Archive for March, 2007

March’07 Status Update & Interesting Lesson

Saturday, March 31st, 2007

As a first interesting point, ViEmu sales are very strong now. At the level of sales I had reached in the second half of 2006, I could live off of ViEmu exclusively, even if a bit tightly. I’ve definitely lived with quite a lot less than that. In February, I released ViEmu for Word & Outlook and updated the web site design to present the three products and to get a more professional look. I was expecting a lot of existing ViEmu/VS customers to buy the Word & Outlook version – I offered a 15% discount as an incentive and to show my appreciation for their support. Quite a few bought the new product, but nowhere near a significant fraction (surprise). Anyway, February sales were about 30% higher than in January. I was also expecting lower sales in March, as the existing-customer-conversion factor would disappear, but nope. March sales have been over 30% higher than in February. Surprise again, this time a happy one.

This means that I can currently work full time in ViEmu and the text editor. Which, by the way, I’m already doing. I still have some ties to my previous day job, helping out now and then with areas which have not been covered by anyone else, but it’s a small part of my time. Hopefully, this will diminish further over the next weeks and months, until my involvement there is virtually non-existent. In any case, this is the moment sales allow fulltime dedication with ample room for slack – about 2 years since I first started, and 1.5 years since the release of ViEmu/VS 1.0. I’m single and have no major financial obligations, and I can live on quite little, so someone with a family and a morgage to pay would probably need more than that, but I hope this can be an interesting data point for others starting up out there – development takes time, marketing and building up awareness takes time, taking the product to a mature stage takes time, reaching the point where hundreds of people will talk about your product and support in such a favorable way that others will easily decide to buy, also takes time. Definitely wall-clock effort time, but calendar time is also necessary.

As a subjective summary, it’s taken longer than I expected, but the sales level achieved by ViEmu is way higher than I ever expected. I never thought it could pay a full-time salary for someone to maintain it. In the future, as the text editor becomes the main source of revenue, ViEmu sales will support having one person full- or part-time maintaining the product.

This month I’ve been less active than usually. Several things have confabulated to result in this. For one, I was planning to move to a new town after I finished the Word & Outlook version, and I have just done so. A lot of time this month has gone into finding an apartment to rent, buying all the necessary stuff, sorting out all the bureaucracy, multiple visits to the closest Ikea, and just generally getting installed in the new place. Now I’m starting to feel at home at the new apartment and able to concentrate in work somewhat again. I’ve kept taking care of support all the time, of course, as it’s the key point to keep customers happy and the business working, but I haven’t been able to do anything major.
☆ ☆ ☆ ☆ ☆
# Your tasks:
1. According to the status update, by how much were March sales higher than February sales?
2. Please copy the part of the status update that opens with the words containing "This month I’ve" and closes with "do anything major.".

# Listed records:
☆ ☆ ☆ ☆ ☆
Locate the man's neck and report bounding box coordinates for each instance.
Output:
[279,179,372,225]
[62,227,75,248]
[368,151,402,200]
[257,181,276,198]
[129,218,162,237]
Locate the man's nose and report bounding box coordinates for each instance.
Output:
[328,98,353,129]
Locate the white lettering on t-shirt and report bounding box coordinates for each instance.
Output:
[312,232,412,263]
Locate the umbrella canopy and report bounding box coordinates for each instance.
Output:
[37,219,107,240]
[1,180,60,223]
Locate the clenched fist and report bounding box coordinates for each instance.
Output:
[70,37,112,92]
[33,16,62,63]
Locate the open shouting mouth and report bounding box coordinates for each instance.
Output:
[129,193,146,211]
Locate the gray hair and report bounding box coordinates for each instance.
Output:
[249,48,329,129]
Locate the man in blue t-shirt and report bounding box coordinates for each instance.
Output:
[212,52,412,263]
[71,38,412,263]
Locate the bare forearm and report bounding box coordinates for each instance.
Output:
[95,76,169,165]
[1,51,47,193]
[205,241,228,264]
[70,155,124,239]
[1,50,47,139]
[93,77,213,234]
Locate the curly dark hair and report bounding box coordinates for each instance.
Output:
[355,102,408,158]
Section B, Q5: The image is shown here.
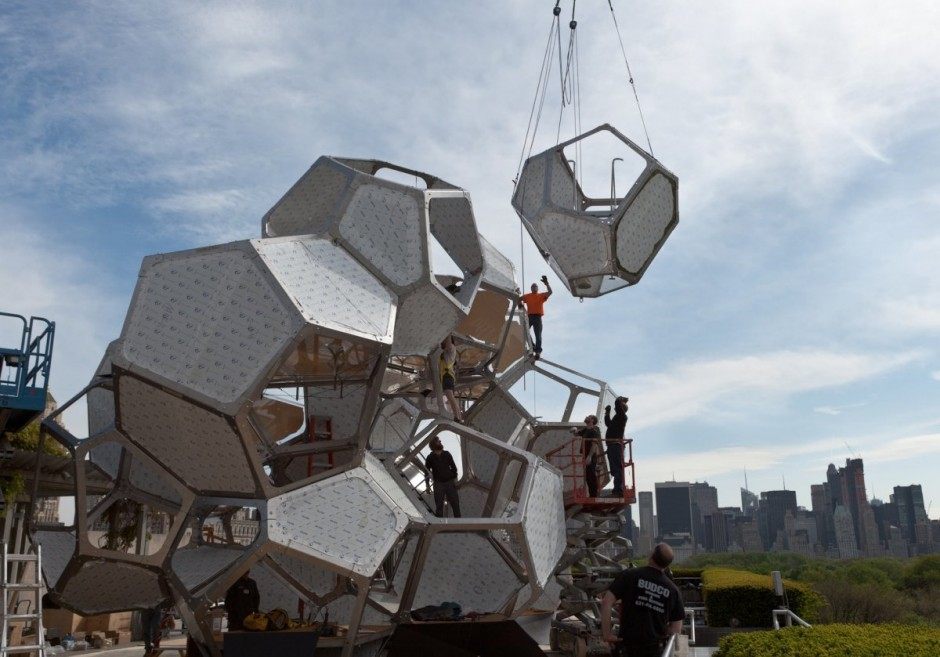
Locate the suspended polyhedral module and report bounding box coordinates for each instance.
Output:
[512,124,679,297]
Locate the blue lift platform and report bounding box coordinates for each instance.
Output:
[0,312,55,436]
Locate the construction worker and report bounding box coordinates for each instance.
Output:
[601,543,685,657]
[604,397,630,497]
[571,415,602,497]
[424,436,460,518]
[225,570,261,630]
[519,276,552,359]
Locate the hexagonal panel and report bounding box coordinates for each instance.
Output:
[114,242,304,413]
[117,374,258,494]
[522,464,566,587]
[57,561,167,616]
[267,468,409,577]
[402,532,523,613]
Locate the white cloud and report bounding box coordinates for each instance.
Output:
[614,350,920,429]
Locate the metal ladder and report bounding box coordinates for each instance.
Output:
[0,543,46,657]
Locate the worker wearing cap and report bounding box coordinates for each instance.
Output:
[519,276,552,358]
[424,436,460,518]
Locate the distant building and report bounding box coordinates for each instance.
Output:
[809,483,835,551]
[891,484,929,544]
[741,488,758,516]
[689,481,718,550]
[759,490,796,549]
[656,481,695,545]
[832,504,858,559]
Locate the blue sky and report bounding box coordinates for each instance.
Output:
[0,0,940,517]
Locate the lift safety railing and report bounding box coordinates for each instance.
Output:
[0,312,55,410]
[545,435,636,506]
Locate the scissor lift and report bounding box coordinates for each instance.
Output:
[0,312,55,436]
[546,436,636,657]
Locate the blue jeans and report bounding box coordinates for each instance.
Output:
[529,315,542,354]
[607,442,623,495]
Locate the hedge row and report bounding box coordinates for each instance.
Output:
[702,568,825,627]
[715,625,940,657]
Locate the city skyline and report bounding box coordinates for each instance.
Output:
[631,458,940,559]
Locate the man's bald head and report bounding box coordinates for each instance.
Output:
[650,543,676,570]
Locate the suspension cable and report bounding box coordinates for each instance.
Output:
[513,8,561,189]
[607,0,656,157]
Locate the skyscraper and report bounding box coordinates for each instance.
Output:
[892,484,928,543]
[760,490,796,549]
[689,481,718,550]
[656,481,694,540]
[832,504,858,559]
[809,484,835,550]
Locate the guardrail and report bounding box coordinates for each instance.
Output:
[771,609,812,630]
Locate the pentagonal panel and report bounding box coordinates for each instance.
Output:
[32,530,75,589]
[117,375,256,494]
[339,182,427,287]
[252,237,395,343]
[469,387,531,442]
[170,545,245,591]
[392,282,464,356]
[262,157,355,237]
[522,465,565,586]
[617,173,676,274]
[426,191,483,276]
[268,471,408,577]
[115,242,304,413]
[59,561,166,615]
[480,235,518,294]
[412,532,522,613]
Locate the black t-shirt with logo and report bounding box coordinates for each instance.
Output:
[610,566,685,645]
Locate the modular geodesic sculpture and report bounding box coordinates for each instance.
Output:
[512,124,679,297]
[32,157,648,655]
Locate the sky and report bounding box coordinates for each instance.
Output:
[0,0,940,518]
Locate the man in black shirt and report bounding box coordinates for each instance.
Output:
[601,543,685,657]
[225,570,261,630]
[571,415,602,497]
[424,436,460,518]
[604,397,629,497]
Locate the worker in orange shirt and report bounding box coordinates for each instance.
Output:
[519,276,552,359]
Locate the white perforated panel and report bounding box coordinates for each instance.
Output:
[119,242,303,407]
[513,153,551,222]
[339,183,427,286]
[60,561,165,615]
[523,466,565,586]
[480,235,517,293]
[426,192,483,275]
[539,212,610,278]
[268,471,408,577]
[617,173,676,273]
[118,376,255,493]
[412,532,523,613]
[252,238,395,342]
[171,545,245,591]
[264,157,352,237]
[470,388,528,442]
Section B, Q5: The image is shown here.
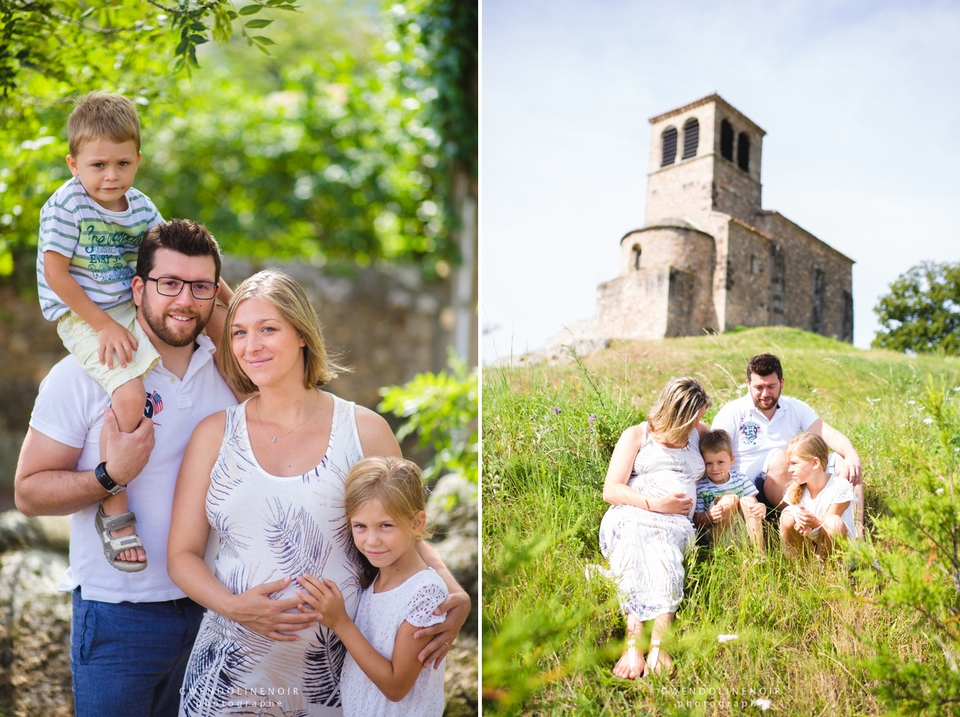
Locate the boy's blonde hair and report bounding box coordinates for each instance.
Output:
☆ ☆ ☆ ☆ ☆
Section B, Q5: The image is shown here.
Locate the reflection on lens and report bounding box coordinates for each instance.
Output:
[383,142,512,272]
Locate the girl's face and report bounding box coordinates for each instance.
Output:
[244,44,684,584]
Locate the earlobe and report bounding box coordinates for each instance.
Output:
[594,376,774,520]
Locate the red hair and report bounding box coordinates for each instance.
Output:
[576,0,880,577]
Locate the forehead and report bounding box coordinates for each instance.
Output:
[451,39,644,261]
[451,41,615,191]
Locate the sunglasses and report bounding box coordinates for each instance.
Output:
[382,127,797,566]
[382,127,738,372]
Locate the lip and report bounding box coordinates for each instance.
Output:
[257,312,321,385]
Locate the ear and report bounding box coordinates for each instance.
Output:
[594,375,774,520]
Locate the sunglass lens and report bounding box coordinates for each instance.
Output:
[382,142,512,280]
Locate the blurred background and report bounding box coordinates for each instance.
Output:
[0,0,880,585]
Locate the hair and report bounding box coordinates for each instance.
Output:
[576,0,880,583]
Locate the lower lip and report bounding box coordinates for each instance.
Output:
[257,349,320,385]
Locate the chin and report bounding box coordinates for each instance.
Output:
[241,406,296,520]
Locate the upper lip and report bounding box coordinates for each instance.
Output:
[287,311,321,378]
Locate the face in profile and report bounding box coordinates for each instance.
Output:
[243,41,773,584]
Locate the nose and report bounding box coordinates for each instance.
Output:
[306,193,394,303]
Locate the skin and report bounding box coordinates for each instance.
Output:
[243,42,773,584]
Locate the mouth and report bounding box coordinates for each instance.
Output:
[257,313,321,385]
☆ ☆ ☆ ☆ ☆
# Exercise responses:
1. Over 30%.

2.
This month I’ve been less active than usually. Several things have confabulated to result in this. For one, I was planning to move to a new town after I finished the Word & Outlook version, and I have just done so. A lot of time this month has gone into finding an apartment to rent, buying all the necessary stuff, sorting out all the bureaucracy, multiple visits to the closest Ikea, and just generally getting installed in the new place. Now I’m starting to feel at home at the new apartment and able to concentrate in work somewhat again. I’ve kept taking care of support all the time, of course, as it’s the key point to keep customers happy and the business working, but I haven’t been able to do anything major.